Stated exercise 1. Quote the records word for word, starting at the line that contains "Return one point per instance of the sandstone" and continuing through the end of the records.

Article.
%%

Game 5 offered plenty of points to second guess.
1) The Buehler to Kershaw handoff
Going into the night, the Dodgers’ blueprint for navigating Game 5 was to let Buehler go for as long as possible -- “I’m going to ride him tonight,” Roberts said three hours before the first pitch -- and have Kershaw ready to back him up out of the bullpen, as a way to help circumvent the recent volatility of L.A.’s relief corps.
Joe Kelly missed much of September with an undisclosed ailment and was unable to get an out in his only other NLDS appearance. Pedro Báez surrendered Ryan Zimmerman’s huge three-run homer in Game 4. Kenley Jansen had been so shaky during the regular season that he didn’t enter the postseason as the Dodgers’ clear-cut closer. Only Kenta Maeda and lefty specialist Adam Kolarek had been reliable.
So, Buehler made it as far as two outs in the seventh inning on a career-high 117 pitches. He hit batter Kurt Suzuki leading off the seventh inning, but got the next two outs. When Buehler walked Trea Turner to bring left-handed-hitting Adam Eaton to the plate representing the go-ahead run, Roberts ran out of the dugout to make the Dodgers’ first pitching change.
The plan, Roberts said, was to have Kershaw face three batters: Lefty Eaton to end the seventh inning, then right-handed-hitting Anthony Rendon and lefty Juan Soto to start the eighth. It was not unprecedented -- this marked Kershaw’s fourth relief appearance in a postseason elimination game -- but it was also not routine, evidenced by the fact Kershaw threw exclusively from the stretch.
Still, Kershaw executed the first part of the plan when he struck out Eaton and let out a roar on his way back to the dugout.
“I thought Walker had had enough. I thought he emptied the tank,” Roberts said. “So to get Clayton to get us out of that spot, I felt good about it. Clayton, it's not about analytics. It's about, he's one of the best pitchers in the game and for him to go out there and throw four pitches and to go back out there and get two hitters, I felt really good about that.”
2. Sticking with Kershaw to start the eighth
With Washington’s 3-4-5 hitters due, this half-inning had strong potential to decide the ballgame, one way or another.
Roberts had choices:
• Stick with the plan the Dodgers had devised when Kershaw came into the game, which had Kershaw facing the dangerous Rendon (9-for-31 against Kershaw lifetime, including their postseason matchups) and Soto, before making a change to a right-handed reliever for Howie Kendrick, Zimmerman and the rest of the bottom part of the order.
• Call upon a right-handed reliever -- Maeda, Kelly, Baez and Jansen were all available -- to face righty Rendon, then have Kolarek for Soto. Kolarek faced exactly one batter in each of the series’ first three games: Soto, Soto and Soto, retiring him all three times. If executed, that would have left four outs to go for the righty relievers who remained, probably Maeda.
• Start the eighth inning clean with Maeda, who has been one of the Dodgers’ most reliable relievers, and was warmed up and ready.
Roberts stuck with Kershaw, who yielded back-to-back home runs to open the inning that turned a 3-1 Dodgers lead into a 3-3 tie. They came on sliders and on successive pitches. Rendon’s was below the strike zone; Soto’s was a misfire in the zone. It was the second time Kershaw has allowed homers on back-to-back pitches in the postseason, something he has never done in the regular season, according to Elias Sports Bureau.

%%

Provided data.

%%

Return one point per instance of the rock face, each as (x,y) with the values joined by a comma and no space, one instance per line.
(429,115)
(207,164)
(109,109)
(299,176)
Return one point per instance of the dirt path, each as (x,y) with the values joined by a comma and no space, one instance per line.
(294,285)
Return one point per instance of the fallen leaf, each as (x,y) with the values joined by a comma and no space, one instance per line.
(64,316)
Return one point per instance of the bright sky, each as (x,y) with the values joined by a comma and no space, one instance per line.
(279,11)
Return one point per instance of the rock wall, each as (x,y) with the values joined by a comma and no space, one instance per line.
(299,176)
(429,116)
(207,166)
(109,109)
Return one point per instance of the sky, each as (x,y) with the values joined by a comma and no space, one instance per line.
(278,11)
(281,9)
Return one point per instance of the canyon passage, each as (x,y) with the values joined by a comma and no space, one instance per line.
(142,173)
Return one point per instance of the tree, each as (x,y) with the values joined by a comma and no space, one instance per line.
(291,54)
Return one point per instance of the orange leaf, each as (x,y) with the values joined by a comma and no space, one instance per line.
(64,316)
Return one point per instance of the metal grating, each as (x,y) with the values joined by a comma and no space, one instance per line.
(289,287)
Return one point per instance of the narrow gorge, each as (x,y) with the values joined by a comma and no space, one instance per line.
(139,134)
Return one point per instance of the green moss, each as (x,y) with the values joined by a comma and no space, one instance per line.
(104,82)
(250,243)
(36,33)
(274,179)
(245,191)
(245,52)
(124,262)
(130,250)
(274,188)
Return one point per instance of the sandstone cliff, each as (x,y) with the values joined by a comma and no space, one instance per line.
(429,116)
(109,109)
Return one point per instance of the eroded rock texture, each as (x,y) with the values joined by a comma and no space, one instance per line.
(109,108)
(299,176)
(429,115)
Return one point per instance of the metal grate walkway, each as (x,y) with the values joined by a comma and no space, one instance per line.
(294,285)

%%

Stated exercise 2. In the article about Game 5, which right-handed relievers are named as available to face Rendon?

Task output 1.
Return one point per instance of the sandstone cliff, each as (x,y) with the values joined by a comma and no space, one instance per line.
(429,116)
(109,109)
Return one point per instance of the eroded rock texture, each as (x,y) with the values joined by a comma and no space, one instance per line.
(109,108)
(299,176)
(429,115)
Return one point per instance of the metal grate walkway, each as (x,y) with the values joined by a comma and no space, one instance per line.
(294,285)

Task output 2. Maeda, Kelly, Baez and Jansen